• **Aim 1**: In the coin probability solution, what value of n is reached at the end?

Given, $n$ coins have head on both the sides
and $(n+1)$ coins are fair coins.
Total coins $=2 n+1$
Let events $E_1, E_2$ be the following
$E_1=$ Event that an unfair coin is selected
$E_2=$ Event that a fair coin is selected
$\therefore \quad P\left(E_1\right)=\frac{n}{2 n+1}$ and $P\left(E_2\right)=\frac{n+1}{2 n+1}$
From the law of total probability,
$\therefore \quad P(E)=P\left(E_1\right) \times P\left(\frac{E}{E_1}\right)+P\left(E_2\right) \times P\left(\frac{E}{E_2}\right)$
$\begin{array}{ll}\Rightarrow \quad & \frac{31}{42}=\frac{n}{2 n+1} \times 1+\frac{n+1}{2 n+1} \times \frac{1}{2} \\ \Rightarrow \quad & \frac{31}{42}=\frac{2 n+n+1}{2(2 n+1)} \\ \Rightarrow & 31 \times 2(2 n+1)=42(3 n+1) \\ \Rightarrow & 124 n+62=126 n+42 \\ \Rightarrow & 2 n=20 \\ & n=10\end{array}$

[Position identification records]
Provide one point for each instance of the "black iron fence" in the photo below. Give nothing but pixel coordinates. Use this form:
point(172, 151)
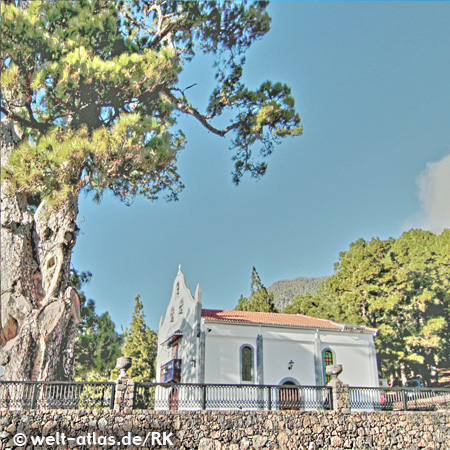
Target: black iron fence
point(56, 395)
point(399, 399)
point(167, 396)
point(182, 396)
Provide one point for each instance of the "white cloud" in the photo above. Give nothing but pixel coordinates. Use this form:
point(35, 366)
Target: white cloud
point(434, 194)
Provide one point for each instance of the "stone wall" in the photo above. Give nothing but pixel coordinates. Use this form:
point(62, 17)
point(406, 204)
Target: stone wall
point(238, 430)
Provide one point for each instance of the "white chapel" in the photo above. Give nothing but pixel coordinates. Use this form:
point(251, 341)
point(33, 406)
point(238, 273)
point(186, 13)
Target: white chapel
point(197, 345)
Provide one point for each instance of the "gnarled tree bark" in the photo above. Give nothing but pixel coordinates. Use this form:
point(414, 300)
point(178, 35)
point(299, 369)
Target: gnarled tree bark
point(39, 309)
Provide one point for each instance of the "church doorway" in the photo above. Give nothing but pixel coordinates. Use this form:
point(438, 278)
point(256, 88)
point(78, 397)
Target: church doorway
point(289, 396)
point(173, 399)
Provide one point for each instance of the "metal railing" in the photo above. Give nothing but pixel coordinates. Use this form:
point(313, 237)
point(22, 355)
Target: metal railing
point(56, 395)
point(168, 396)
point(399, 399)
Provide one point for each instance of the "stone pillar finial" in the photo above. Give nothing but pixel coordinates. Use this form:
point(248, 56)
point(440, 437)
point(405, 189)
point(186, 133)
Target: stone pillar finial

• **Aim 2**: In the records, take everything from the start down to the line containing "point(182, 396)" and write it out again with "black iron fence" swapped for "dark metal fence", changing nothing else. Leave the pictures out.

• **Full response 1**: n = 10

• **Full response 2**:
Provide one point for each instance of the "dark metal fence" in the photo below. Give nothing but pixel coordinates. Use this form:
point(172, 151)
Target: dark metal fence
point(56, 395)
point(399, 399)
point(167, 396)
point(182, 396)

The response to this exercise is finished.